— Begin Data section —

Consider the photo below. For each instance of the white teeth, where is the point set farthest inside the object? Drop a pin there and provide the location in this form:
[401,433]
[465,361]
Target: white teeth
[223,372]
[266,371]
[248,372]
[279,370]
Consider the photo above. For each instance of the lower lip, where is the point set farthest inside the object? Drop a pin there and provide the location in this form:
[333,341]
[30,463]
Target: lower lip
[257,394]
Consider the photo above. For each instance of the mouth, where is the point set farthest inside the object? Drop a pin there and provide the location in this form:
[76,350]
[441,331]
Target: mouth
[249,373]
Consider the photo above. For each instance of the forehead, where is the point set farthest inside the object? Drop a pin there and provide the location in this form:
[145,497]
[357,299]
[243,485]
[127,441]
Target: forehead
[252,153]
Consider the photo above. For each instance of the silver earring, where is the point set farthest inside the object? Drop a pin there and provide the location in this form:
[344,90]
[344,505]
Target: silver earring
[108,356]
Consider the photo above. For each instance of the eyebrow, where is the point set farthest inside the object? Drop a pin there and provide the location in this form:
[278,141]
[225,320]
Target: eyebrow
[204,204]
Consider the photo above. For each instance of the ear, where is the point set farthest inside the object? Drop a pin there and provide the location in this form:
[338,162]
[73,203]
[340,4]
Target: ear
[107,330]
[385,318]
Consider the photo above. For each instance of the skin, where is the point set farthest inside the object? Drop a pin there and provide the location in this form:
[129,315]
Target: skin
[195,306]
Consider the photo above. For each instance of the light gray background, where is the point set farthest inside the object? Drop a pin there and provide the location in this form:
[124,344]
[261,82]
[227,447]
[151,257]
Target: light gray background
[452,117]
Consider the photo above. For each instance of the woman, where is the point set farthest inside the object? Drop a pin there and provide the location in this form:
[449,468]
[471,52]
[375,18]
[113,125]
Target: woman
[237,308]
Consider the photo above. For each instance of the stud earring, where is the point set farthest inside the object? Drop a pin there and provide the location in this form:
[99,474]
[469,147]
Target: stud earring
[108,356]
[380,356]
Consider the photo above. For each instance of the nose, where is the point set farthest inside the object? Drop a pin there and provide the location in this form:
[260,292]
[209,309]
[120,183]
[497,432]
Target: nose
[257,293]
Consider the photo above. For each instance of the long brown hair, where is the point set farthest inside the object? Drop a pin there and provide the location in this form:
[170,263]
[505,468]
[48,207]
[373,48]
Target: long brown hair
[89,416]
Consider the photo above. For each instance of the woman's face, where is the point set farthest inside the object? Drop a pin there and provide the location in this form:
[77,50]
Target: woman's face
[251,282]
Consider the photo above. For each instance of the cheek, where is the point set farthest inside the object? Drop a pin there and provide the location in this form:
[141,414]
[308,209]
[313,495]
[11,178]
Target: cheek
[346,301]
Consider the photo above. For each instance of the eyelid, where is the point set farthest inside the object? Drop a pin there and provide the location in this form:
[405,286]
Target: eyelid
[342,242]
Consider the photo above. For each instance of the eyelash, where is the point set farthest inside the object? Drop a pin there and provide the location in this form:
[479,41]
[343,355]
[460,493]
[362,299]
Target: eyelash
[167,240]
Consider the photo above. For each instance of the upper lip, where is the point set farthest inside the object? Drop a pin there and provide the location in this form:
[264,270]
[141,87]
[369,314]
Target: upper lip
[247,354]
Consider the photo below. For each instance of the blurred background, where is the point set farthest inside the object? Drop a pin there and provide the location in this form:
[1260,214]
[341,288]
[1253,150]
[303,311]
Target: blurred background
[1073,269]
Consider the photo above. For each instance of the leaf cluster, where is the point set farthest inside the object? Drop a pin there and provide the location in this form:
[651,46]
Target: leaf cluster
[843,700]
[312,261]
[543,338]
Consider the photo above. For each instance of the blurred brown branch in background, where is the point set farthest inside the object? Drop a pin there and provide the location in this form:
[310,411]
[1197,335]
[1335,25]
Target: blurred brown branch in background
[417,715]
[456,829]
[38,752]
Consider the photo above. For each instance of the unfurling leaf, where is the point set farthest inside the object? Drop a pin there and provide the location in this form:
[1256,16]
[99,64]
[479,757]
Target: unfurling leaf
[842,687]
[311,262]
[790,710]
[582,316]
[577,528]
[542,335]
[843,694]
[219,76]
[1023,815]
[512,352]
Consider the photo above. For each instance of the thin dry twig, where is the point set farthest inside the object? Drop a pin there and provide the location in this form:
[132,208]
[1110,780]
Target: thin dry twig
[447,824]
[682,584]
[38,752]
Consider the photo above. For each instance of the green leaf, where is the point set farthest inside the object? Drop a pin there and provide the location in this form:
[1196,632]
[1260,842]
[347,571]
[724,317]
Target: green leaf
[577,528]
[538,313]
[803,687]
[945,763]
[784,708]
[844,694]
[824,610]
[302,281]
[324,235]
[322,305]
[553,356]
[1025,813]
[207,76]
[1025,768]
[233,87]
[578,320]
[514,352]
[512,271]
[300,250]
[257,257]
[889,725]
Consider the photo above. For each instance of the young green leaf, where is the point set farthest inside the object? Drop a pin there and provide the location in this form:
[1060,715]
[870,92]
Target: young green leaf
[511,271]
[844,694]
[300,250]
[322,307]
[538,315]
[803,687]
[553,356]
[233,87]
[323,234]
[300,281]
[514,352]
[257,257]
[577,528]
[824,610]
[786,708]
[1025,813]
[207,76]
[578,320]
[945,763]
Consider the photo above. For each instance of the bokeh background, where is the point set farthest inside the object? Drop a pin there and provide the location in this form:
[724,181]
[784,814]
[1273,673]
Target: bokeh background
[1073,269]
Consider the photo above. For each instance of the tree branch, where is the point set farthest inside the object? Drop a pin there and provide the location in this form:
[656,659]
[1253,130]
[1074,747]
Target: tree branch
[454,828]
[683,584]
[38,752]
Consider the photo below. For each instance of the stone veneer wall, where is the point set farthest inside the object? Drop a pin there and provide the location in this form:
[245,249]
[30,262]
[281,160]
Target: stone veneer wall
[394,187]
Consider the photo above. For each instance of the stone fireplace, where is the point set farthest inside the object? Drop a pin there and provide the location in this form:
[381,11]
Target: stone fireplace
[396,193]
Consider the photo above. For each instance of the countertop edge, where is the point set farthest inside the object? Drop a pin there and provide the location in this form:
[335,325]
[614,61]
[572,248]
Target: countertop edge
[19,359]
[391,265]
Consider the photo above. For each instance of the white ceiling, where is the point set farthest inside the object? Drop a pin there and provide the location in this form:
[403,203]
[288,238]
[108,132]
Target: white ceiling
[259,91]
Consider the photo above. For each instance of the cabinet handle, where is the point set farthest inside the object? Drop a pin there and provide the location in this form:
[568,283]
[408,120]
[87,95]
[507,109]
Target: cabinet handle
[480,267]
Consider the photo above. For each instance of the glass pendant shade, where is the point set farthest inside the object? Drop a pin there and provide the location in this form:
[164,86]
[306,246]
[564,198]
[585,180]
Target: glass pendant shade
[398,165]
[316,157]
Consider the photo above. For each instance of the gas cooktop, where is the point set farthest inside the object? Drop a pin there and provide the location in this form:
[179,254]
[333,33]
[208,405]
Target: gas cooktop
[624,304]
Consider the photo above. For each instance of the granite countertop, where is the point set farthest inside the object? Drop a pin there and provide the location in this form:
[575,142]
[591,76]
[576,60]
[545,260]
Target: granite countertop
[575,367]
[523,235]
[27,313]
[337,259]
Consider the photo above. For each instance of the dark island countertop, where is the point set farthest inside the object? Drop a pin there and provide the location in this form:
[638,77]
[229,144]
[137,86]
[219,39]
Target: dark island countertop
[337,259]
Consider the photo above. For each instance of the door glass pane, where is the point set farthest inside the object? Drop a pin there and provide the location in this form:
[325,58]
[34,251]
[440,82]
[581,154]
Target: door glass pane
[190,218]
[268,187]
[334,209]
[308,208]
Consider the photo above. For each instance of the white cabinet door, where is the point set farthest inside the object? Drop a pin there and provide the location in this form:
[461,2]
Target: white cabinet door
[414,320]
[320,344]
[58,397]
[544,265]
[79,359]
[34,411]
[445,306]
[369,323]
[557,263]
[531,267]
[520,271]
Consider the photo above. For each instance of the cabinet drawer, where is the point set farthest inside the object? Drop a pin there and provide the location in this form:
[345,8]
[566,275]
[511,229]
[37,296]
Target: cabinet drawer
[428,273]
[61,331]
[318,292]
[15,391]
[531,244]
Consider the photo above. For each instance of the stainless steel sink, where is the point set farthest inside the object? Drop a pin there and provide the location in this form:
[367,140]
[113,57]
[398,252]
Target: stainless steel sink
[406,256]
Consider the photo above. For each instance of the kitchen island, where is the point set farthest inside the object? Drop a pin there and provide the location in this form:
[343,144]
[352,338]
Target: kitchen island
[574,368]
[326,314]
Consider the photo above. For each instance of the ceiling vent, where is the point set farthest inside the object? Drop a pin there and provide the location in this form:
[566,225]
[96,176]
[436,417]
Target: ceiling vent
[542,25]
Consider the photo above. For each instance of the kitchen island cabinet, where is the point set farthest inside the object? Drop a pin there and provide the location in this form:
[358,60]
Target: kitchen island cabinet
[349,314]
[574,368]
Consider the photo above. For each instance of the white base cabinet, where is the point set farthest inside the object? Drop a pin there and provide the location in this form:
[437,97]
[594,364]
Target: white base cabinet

— End Data section —

**Task to carry out:** From the line containing "kitchen island, where" down to the final line of the data, write out every line exactly; both the first and last of these belong in your answer, and nothing else does.

**Exercise response:**
Consider the photo above. For each instance of the kitchen island, where is the point set farthest inside the object? Drop a pin there and provide the location in this form:
[343,144]
[352,338]
Target: kitchen island
[574,368]
[326,314]
Consider the photo above. For each instance of the ceiling vent, where is the point set farthest inside the object? Drop a pin there and provide the location in this form:
[566,225]
[96,176]
[436,417]
Target: ceiling vent
[542,25]
Consider the photo above. For each instance of the kitchen island cabinet, where is the point set farthest inside the object? Drop a pin there and provide the location in this form:
[358,60]
Target: kitchen island cabinet
[349,314]
[574,368]
Consider the photo above. For each instance of the white base cabinet, where is the point set farthest inside the object? Drop a pin there and provide the location in this form:
[437,97]
[594,364]
Target: white base cabinet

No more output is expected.